┏━━

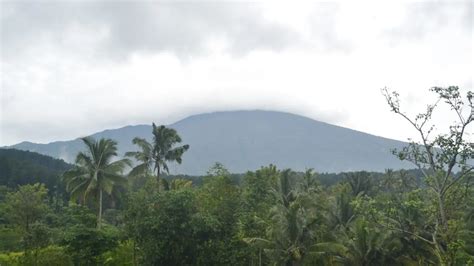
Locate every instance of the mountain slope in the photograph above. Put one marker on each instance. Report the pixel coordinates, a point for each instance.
(23, 167)
(246, 140)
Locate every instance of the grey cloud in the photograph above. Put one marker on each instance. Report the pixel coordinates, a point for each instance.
(425, 18)
(324, 34)
(177, 27)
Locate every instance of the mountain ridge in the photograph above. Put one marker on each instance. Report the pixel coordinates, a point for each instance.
(246, 140)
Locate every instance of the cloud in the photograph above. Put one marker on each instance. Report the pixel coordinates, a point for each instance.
(422, 19)
(123, 28)
(73, 68)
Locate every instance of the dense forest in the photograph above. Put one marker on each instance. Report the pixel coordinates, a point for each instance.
(107, 210)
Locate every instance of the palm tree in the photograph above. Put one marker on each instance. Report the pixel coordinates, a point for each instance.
(95, 172)
(154, 156)
(295, 218)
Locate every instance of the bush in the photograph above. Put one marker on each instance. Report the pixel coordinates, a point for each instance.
(54, 256)
(11, 259)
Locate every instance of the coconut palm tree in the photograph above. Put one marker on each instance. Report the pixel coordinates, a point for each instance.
(95, 172)
(295, 218)
(153, 157)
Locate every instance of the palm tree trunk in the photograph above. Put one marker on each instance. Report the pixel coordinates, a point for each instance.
(99, 216)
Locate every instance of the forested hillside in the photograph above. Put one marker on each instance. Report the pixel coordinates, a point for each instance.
(129, 210)
(23, 167)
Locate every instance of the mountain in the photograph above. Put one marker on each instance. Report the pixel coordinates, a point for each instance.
(24, 167)
(247, 140)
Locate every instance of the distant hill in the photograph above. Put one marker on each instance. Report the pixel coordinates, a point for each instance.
(247, 140)
(23, 167)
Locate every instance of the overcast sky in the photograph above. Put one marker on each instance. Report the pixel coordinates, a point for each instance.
(72, 68)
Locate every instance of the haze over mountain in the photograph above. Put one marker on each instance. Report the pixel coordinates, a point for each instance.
(247, 140)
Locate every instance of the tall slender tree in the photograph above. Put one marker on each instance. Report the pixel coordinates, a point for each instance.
(95, 172)
(444, 160)
(154, 157)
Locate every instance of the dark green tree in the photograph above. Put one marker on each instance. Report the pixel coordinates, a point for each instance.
(95, 172)
(154, 157)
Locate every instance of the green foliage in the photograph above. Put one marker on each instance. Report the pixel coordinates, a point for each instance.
(23, 167)
(86, 245)
(164, 230)
(154, 157)
(95, 172)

┗━━

SET PROBLEM:
All lines from the one containing "Locate every instance of the dense" through the end of the records, both ends included, are to be quoted exactly; please add nothing else.

SOLUTION:
Locate every instance of the dense forest in the photograph above. Put one marker on each instance. Report the pixel coordinates, a point for each instance.
(107, 210)
Locate every instance of the palm tree in the photograph above. Put one marker on each instance. Report the pixel coordinates, a point for each instance.
(95, 172)
(154, 156)
(295, 218)
Locate every instance of the bush in the photograph above. Put one marker on each instance. Report the pixel coordinates, a point for each instance.
(54, 256)
(11, 259)
Locate every instance of the coconut palm tree in the photograph above. Put one marker on each instance. Report the pixel coordinates, a point for each instance.
(95, 172)
(295, 218)
(153, 157)
Locate every instance of the palm tree trunk in the photograph above. Put one marker on each instance. Report the pixel coordinates, a point for each instance.
(99, 216)
Locate every instance of the forested hillside in the photograph above. Put one marker on each instance. Report the pixel coordinates, a point for each instance.
(129, 210)
(23, 167)
Locate every instance of the mountain in the photograph above. Put one marker on each instance. Report the pixel coordinates, a point for each instance.
(24, 167)
(247, 140)
Locate every instance of the distant hill in the photograph above. Put one marker on each instance. Report the pixel coordinates, a point for each instance.
(247, 140)
(23, 167)
Locate every instance of the overcast sky in the photograph above. Put one marker on each instance. Report the pixel coordinates, a point for each instance.
(72, 68)
Locate every instance of the haze over mountain in the photograph above. Put one marker on each instance. Report the pixel coordinates, a point for each instance.
(247, 140)
Locate every instance of the tall slender tree in the photograph above. Put one marker on each instance. Report the pixel coordinates, a point for each instance.
(95, 172)
(444, 160)
(154, 157)
Locate every instance of the dark green tree in the photograph above. Put one marker on each instance. Report the pixel coordinates, a point for each instance.
(95, 172)
(154, 157)
Locate every instance of the green foliage in the photograph above. Put one marker on each instance. Report the pixel coordinates, a point for each instance.
(23, 167)
(86, 245)
(164, 230)
(154, 157)
(95, 172)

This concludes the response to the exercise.